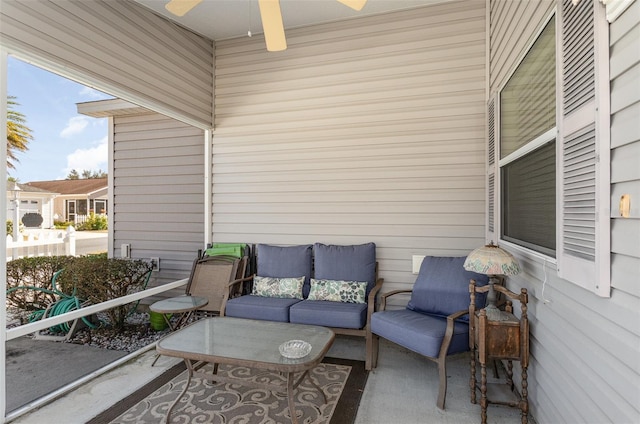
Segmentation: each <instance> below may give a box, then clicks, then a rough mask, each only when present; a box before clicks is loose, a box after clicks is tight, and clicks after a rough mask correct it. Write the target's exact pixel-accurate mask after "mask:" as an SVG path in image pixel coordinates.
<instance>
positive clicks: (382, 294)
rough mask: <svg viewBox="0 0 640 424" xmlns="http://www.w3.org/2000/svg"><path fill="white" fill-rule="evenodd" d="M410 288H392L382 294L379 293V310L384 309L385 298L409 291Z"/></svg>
mask: <svg viewBox="0 0 640 424" xmlns="http://www.w3.org/2000/svg"><path fill="white" fill-rule="evenodd" d="M411 292H412V290H411V289H402V290H392V291H390V292H386V293H384V294H382V295H380V310H381V311H384V310H385V309H386V308H387V298H389V297H391V296H393V295H396V294H400V293H411Z"/></svg>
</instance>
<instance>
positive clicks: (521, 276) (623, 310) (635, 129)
mask: <svg viewBox="0 0 640 424" xmlns="http://www.w3.org/2000/svg"><path fill="white" fill-rule="evenodd" d="M583 1H584V0H583ZM553 7H554V3H553V2H514V1H508V0H504V1H502V0H501V1H493V0H492V1H491V6H490V9H491V12H490V14H491V31H490V32H491V41H490V44H491V48H490V51H491V63H490V86H491V91H492V93H493V92H495V91H496V90H498V89H499V88H500V87H502V86H503V85H504V83H505V82H506V79H507V78H508V76H509V74H510V72H511V71H512V70H513V67H514V66H515V64H516V63H517V62H518V61H519V59H520V58H521V57H522V55H523V53H524V49H526V47H527V46H528V45H529V44H530V43H531V41H532V40H533V38H534V37H535V35H536V31H537V30H538V29H539V28H540V27H541V25H542V23H543V21H544V19H545V18H546V17H547V16H548V13H549V12H550V11H551V10H552V8H553ZM639 7H640V2H638V1H636V2H635V4H634V5H633V6H632V7H631V8H630V9H629V10H627V11H626V12H625V15H623V16H622V17H620V18H619V20H618V21H616V22H615V23H614V24H613V25H611V37H612V40H611V44H612V48H611V55H612V57H611V70H612V75H611V78H612V97H611V98H612V115H613V116H612V128H611V142H612V147H614V149H613V150H612V166H611V170H612V178H613V185H612V211H617V210H618V209H617V202H618V200H619V195H618V194H620V193H622V192H629V191H631V192H633V193H638V192H639V191H640V188H639V185H640V184H639V181H640V176H639V175H638V169H640V167H638V166H637V164H638V160H639V158H640V155H639V154H638V153H639V149H638V148H637V145H638V140H639V138H640V137H639V134H640V131H639V127H638V120H637V116H639V114H640V109H639V107H640V105H639V104H638V101H639V99H638V90H635V97H633V96H630V93H629V91H633V90H630V89H629V85H628V83H632V84H636V86H637V84H638V81H640V75H639V72H638V69H639V65H638V56H637V52H638V51H640V50H639V48H640V40H639V38H638V37H637V36H635V35H634V34H637V31H638V24H639V23H638V16H640V14H639V13H638V12H639V10H640V9H639ZM523 29H524V30H523ZM614 34H618V35H614ZM630 51H633V52H635V59H633V60H631V61H629V57H628V52H630ZM625 52H627V53H625ZM630 62H631V63H630ZM617 68H619V69H620V71H619V72H617V75H616V72H615V69H617ZM625 81H626V82H627V83H625ZM616 86H619V89H617V88H616ZM625 86H626V88H623V87H625ZM623 97H624V98H625V99H630V100H624V101H622V100H620V101H619V102H618V100H617V99H622V98H623ZM631 97H633V99H631ZM616 103H619V106H615V105H616ZM631 116H635V118H633V119H632V118H630V117H631ZM617 145H619V146H617ZM616 146H617V147H616ZM618 150H620V151H619V152H618ZM623 151H624V153H623ZM632 164H635V168H634V167H633V166H632V167H630V166H629V165H632ZM616 180H618V181H616ZM636 198H638V197H637V194H636ZM632 203H633V200H632ZM613 205H615V207H614V206H613ZM637 218H638V216H637V212H636V215H635V219H627V220H622V219H614V220H613V222H612V234H611V241H612V250H613V252H612V261H611V265H612V271H611V278H612V293H611V298H609V299H607V298H601V297H598V296H595V295H594V294H592V293H590V292H588V291H586V290H583V289H581V288H579V287H578V286H576V285H574V284H571V283H569V282H567V281H565V280H562V279H559V278H557V276H556V270H555V264H550V263H545V262H544V261H543V260H536V259H525V258H522V257H519V260H520V264H521V265H522V267H523V269H524V273H522V274H520V275H518V276H516V277H510V278H509V281H508V286H509V287H510V288H511V289H512V290H519V288H520V287H525V288H527V290H528V291H529V302H530V303H529V309H528V312H529V319H530V322H531V363H530V367H529V399H530V405H531V412H532V414H533V416H534V417H535V419H536V422H538V423H553V424H559V423H576V422H580V423H609V422H613V423H632V422H633V423H635V422H639V420H640V411H639V409H640V405H639V403H638V401H639V400H640V361H639V360H638V353H639V351H638V347H639V346H640V316H639V313H638V305H639V304H640V299H639V298H638V296H639V295H640V293H639V291H640V286H639V279H638V278H639V277H638V276H639V275H640V259H639V257H640V252H639V251H638V249H639V246H640V245H639V244H638V240H640V226H638V219H637ZM616 246H619V247H618V248H616ZM516 375H517V373H516Z"/></svg>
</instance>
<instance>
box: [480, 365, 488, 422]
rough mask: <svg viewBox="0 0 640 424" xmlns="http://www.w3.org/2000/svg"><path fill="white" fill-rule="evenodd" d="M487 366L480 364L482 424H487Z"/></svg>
mask: <svg viewBox="0 0 640 424" xmlns="http://www.w3.org/2000/svg"><path fill="white" fill-rule="evenodd" d="M488 403H489V401H488V399H487V364H485V363H484V362H481V363H480V409H481V411H480V420H481V422H482V424H487V406H488Z"/></svg>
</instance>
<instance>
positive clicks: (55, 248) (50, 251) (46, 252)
mask: <svg viewBox="0 0 640 424" xmlns="http://www.w3.org/2000/svg"><path fill="white" fill-rule="evenodd" d="M20 237H22V239H20V238H18V240H17V241H14V240H13V237H12V236H10V235H8V236H7V261H11V260H13V259H18V258H29V257H33V256H62V255H70V256H75V254H76V230H75V228H73V227H72V226H69V227H68V228H67V230H66V231H47V232H45V231H42V232H39V233H29V234H27V235H22V234H21V235H20Z"/></svg>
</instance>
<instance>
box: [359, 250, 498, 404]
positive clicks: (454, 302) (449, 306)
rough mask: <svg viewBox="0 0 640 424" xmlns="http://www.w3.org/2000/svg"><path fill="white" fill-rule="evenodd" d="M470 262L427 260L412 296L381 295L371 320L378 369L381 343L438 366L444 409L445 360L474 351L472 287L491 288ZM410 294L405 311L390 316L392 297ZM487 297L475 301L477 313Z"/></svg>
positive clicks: (444, 392)
mask: <svg viewBox="0 0 640 424" xmlns="http://www.w3.org/2000/svg"><path fill="white" fill-rule="evenodd" d="M464 260H465V257H464V256H462V257H436V256H427V257H425V258H424V260H423V262H422V265H421V267H420V272H419V274H418V278H417V279H416V282H415V285H414V287H413V290H394V291H391V292H389V293H385V294H383V295H381V304H380V308H379V309H380V310H379V311H378V312H375V313H374V314H373V315H372V317H371V332H372V333H373V366H374V367H375V366H376V364H377V358H378V344H379V338H380V337H383V338H385V339H387V340H389V341H391V342H393V343H396V344H398V345H400V346H403V347H405V348H407V349H409V350H412V351H414V352H416V353H419V354H420V355H423V356H424V357H426V358H427V359H429V360H432V361H434V362H436V363H437V364H438V373H439V376H440V387H439V393H438V399H437V402H436V404H437V406H438V408H440V409H444V404H445V398H446V394H447V367H446V357H447V355H451V354H454V353H458V352H464V351H468V350H469V318H468V313H469V303H470V295H469V282H470V280H472V279H473V280H475V281H476V285H478V286H483V285H486V284H487V283H488V277H487V276H486V275H482V274H476V273H474V272H470V271H466V270H465V269H464V268H463V264H464ZM399 293H411V299H410V301H409V303H408V304H407V307H406V308H405V309H401V310H385V309H386V303H387V300H388V298H389V297H391V296H393V295H396V294H399ZM485 297H486V296H482V297H481V296H476V305H477V307H478V308H482V307H484V302H485Z"/></svg>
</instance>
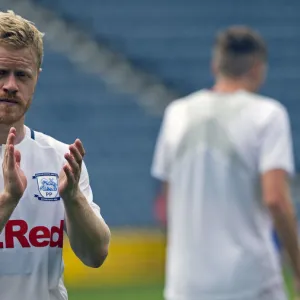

What to produce :: Quote the rows verbatim from their start through the line containing "288H392L382 294L379 293V310L384", leaving out any pictures.

Response to this exercise ::
Segmentation: each <instance> below may give a box, then clicks, then a rough mask, each only when present; a box before clicks is loose, a box after clicks is tight, and clicks after a rough mask correct it. Write the target's exact pixel-accurate mask after "mask:" as an SVG path in image pixel coordinates.
<instance>
positive clicks: (382, 294)
rough mask: <svg viewBox="0 0 640 424" xmlns="http://www.w3.org/2000/svg"><path fill="white" fill-rule="evenodd" d="M410 288H392L382 294L379 293V310L384 309L385 298L409 291Z"/></svg>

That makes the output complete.